# TASK ITEM:
In the records below, the line with "[[465, 333], [333, 7]]" opens the range and the line with "[[194, 261], [128, 110], [89, 458], [415, 437]]" closes it; print that range exactly and nothing else.

Stored data entries:
○ ○ ○ ○ ○
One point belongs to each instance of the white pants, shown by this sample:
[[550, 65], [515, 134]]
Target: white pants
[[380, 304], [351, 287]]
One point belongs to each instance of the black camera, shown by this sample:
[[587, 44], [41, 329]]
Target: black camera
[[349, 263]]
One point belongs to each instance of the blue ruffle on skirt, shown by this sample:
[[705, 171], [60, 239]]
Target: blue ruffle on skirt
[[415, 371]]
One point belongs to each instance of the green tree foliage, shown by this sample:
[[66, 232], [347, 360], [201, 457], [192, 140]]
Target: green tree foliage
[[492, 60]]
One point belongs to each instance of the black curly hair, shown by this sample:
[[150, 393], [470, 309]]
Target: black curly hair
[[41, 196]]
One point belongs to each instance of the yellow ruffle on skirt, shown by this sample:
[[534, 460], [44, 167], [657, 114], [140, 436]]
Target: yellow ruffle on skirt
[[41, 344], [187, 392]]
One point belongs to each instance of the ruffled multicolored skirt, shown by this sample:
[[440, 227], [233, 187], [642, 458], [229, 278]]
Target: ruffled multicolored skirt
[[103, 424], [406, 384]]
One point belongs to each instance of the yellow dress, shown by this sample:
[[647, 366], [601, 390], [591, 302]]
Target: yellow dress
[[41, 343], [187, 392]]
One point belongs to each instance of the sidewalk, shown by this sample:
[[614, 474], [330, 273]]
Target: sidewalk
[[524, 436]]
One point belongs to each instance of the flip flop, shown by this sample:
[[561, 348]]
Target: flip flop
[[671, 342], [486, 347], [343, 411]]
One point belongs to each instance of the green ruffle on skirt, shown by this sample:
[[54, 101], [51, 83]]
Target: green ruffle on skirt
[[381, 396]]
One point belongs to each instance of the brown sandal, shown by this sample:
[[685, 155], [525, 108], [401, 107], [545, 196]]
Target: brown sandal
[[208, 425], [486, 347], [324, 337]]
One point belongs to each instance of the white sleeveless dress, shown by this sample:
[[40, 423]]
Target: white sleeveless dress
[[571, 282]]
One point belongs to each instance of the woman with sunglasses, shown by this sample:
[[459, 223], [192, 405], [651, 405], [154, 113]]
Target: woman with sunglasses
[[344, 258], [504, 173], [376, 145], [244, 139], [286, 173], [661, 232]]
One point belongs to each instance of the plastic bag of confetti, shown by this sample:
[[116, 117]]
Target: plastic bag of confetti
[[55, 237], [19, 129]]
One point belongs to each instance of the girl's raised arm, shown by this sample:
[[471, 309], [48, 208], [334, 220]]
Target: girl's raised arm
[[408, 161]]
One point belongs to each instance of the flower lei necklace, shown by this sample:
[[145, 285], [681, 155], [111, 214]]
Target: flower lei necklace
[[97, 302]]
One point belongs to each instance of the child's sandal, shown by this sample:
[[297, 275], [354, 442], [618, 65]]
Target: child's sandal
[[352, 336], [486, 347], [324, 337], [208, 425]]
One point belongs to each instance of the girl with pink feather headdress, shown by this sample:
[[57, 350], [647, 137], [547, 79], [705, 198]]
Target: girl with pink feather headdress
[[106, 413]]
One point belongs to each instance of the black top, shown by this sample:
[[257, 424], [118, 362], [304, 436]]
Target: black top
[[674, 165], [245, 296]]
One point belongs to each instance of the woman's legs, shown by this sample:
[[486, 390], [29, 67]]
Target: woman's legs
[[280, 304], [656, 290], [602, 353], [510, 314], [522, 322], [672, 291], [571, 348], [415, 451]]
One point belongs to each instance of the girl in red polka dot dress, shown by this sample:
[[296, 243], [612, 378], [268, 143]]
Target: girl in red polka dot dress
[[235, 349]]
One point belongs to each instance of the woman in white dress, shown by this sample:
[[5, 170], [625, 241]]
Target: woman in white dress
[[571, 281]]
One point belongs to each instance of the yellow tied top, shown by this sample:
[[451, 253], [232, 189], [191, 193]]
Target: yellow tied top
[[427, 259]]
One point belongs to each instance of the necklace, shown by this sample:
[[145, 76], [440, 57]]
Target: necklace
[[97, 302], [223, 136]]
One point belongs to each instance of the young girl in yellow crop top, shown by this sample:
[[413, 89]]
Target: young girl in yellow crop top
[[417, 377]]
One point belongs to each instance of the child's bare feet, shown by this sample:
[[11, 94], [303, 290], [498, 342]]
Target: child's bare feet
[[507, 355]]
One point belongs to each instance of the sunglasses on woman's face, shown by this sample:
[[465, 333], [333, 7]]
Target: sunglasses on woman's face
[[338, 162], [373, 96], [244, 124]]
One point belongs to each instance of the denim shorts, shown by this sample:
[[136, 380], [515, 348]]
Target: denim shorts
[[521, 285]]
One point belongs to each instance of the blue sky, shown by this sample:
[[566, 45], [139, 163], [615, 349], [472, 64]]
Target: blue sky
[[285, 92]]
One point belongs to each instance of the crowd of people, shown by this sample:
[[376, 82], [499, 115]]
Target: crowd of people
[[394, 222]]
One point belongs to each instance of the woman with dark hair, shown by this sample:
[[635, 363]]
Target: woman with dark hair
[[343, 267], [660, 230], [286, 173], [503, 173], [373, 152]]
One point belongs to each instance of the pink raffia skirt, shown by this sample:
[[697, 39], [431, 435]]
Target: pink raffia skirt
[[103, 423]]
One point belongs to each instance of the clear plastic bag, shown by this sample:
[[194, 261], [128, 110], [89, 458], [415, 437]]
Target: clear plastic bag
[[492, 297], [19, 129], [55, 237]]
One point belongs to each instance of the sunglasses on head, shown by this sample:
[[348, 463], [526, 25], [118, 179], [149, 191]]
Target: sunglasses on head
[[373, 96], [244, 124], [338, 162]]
○ ○ ○ ○ ○
# WORKED SOLUTION:
[[465, 333], [333, 7]]
Target: sunglasses on woman's face
[[338, 162], [373, 96], [244, 124]]
One point belongs to each instance of the denim shorts, shown by this sample:
[[136, 380], [515, 348]]
Target: denim shorts
[[521, 285]]
One point belongs to each instance of the blue sky, shown by this sample:
[[566, 45], [139, 163], [615, 349], [472, 64]]
Target: blue sky
[[285, 92]]
One point belongs to each instance of the crowd of people, shown by this sample:
[[376, 82], [499, 115]]
Target: crowd of people
[[394, 222]]
One point belongs to each instance of the woman with dark hair, shown by this sample:
[[635, 363]]
Target: woman with dark hair
[[343, 267], [660, 230], [286, 173], [503, 173], [373, 152]]
One point belongs to each instance of the pink raffia skirt, shown by this sample:
[[697, 39], [431, 435]]
Target: pink raffia skirt
[[103, 423]]
One point belongs to each instance of the clear plastic bag, shown by this sample:
[[194, 261], [128, 110], [89, 458], [415, 437]]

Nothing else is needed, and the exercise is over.